• **SOURCE PASSAGE**
· · ·
According to the press release, TikTok, the content sharing platform, is the first in banned apps. It has become a tool for users of several different communities to create their videos. And without TikTok, the marketplace of creative ideas have become smaller.

The ban amounts to a significant restriction on the freedom of speech and expression rights considering it. The restrictions imposed by blocking access to these applications must be reasonable and fall within the prescriptions of Article 19 (2).

Recently, the Indian Supreme Court, in the Anuradha Bhasin and Union of India case (22), stated that according to the proportionality standard, any restriction on individuals’ fundamental right s must achieve a legitimate aim. In the absence of any alternative for the aim, it must constitute only the least restrictive measure.

With this logic, the press release’s vague justifications and the blanket ban on these apps without considering the individual case for restriction each app usage is not justifiable. It is necessary to determine the harms of each app, as envisioned by Section 69A.
· · ·
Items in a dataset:
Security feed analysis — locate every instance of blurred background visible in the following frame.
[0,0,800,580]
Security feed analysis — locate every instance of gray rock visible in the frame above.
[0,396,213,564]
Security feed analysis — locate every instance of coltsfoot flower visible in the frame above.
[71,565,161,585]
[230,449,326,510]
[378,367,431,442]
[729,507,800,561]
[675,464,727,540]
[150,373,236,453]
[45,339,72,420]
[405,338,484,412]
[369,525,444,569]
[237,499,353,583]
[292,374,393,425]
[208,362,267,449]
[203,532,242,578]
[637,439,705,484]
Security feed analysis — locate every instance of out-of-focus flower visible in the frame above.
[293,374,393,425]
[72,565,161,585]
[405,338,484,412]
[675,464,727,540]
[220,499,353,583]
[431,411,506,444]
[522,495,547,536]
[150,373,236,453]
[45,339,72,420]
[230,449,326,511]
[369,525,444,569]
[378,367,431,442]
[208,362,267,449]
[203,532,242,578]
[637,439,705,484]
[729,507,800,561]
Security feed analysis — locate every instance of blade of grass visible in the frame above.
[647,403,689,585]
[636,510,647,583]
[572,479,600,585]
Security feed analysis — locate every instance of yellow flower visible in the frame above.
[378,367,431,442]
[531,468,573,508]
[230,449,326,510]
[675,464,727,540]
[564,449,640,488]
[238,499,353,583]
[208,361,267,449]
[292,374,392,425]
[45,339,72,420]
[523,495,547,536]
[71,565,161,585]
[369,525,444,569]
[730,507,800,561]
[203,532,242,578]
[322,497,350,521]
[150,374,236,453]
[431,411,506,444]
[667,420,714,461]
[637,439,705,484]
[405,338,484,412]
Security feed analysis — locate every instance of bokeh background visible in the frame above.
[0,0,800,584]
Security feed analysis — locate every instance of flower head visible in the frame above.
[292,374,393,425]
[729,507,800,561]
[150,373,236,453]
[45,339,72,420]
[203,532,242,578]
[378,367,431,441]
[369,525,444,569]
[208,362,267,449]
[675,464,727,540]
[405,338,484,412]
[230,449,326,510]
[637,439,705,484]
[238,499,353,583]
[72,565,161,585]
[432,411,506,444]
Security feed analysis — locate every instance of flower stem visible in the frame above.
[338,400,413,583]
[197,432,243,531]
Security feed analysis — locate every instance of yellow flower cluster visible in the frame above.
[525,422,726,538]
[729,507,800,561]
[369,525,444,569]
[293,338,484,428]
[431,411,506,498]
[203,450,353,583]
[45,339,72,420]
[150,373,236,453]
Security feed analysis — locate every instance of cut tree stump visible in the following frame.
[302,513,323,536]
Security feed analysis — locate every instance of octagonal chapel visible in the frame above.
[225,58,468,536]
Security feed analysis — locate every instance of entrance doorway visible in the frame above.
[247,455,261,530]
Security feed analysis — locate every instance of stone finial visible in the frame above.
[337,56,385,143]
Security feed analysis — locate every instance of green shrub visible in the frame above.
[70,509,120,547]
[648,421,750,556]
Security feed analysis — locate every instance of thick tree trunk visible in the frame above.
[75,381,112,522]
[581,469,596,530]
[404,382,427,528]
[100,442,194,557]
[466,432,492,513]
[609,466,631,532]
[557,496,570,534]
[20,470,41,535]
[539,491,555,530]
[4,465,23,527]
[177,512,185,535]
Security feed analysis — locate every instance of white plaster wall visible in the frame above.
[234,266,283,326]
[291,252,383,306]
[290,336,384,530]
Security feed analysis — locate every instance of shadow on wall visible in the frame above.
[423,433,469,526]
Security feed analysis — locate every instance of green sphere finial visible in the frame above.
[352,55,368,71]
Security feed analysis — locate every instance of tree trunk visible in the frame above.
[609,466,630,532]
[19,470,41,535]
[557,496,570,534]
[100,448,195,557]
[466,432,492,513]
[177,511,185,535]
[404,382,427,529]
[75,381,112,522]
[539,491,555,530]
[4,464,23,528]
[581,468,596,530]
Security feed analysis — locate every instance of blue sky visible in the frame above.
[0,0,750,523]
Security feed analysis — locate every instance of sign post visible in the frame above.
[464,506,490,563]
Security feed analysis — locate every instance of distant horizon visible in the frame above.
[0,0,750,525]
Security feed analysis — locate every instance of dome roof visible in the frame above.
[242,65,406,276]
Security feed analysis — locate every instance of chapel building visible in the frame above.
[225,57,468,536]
· · ·
• **INSTRUCTIONS FOR THE TASK**
Pick up the passage on India's ban of TikTok and other apps after its last sentence and continue it. These entries come from a separate source.

• **RESULT FOR THIS TASK**
Additionally, the government could also achieve its aims via less intrusive measures such as seeking assurances from each app creators regarding their products’ security methods and data sharing policies. They can also impose fines or issue directions to creators regarding their operations.

Yes, protecting citizens’ data from Chinese app is a valid concern (23). Especially when China’s 2017 National Intelligence Law, Article 7 and 17, stated that all citizens and corporations must corporate with Chinese national intelligence-gathering efforts and maintain secrecy about them.

However, as much as a ban on Chinese apps is paramount because of the data theft concerns, India also urgently needs a data protection law.